### Material supplied
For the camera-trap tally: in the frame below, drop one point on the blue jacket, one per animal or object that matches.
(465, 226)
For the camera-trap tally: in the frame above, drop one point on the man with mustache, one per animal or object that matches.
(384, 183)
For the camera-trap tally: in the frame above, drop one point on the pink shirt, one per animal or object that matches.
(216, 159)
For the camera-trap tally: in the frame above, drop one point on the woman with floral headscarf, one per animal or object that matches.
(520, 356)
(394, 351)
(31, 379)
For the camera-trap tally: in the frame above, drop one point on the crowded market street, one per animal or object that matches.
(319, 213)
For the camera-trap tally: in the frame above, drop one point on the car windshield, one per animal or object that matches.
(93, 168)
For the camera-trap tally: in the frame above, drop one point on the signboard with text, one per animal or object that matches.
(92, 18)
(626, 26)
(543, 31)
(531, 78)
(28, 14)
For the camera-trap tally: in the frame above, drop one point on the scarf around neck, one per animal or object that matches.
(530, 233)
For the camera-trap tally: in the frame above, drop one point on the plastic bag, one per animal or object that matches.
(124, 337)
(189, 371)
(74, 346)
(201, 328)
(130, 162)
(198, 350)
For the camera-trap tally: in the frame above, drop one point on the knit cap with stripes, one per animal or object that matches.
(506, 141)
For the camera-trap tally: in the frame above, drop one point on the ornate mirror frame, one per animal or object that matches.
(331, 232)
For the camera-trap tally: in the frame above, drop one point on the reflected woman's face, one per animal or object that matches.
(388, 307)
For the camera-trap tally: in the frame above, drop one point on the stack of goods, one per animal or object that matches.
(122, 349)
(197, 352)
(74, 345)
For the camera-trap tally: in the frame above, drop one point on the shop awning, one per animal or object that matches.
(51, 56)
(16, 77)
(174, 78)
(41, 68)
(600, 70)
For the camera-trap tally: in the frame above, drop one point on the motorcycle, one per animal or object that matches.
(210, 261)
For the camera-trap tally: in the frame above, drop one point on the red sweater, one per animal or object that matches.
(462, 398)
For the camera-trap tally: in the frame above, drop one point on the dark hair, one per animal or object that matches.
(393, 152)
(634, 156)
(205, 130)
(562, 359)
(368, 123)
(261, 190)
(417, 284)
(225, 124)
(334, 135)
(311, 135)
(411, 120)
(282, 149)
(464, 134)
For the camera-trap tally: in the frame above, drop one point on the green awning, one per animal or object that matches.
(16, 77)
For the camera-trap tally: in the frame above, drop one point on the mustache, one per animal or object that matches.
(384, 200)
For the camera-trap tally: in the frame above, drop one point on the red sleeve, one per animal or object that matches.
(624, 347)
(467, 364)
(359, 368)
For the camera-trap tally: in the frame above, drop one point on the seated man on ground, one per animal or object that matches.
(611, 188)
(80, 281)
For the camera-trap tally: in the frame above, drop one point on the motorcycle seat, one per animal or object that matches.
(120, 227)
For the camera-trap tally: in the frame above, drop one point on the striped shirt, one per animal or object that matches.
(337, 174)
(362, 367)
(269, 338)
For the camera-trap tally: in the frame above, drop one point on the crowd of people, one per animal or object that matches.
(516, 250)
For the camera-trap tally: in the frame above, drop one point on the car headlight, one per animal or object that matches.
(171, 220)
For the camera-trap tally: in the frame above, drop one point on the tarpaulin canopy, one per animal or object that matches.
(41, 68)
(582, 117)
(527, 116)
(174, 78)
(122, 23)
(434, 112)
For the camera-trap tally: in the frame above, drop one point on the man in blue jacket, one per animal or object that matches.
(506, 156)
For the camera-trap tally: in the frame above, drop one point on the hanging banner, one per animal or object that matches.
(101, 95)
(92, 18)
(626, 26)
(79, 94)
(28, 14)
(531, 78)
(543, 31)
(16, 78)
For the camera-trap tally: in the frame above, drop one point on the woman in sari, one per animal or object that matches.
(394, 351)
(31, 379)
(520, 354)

### Set exercise
Reproduce everything from the line containing "sari, one per animal or object that matches." down to the end of the data above, with both of those ends included and every line left unchanged.

### Response for this exercise
For the camera-trap tally: in the frame above, drop one point on the woman in sari, one per animal or object that matches.
(394, 351)
(31, 379)
(520, 354)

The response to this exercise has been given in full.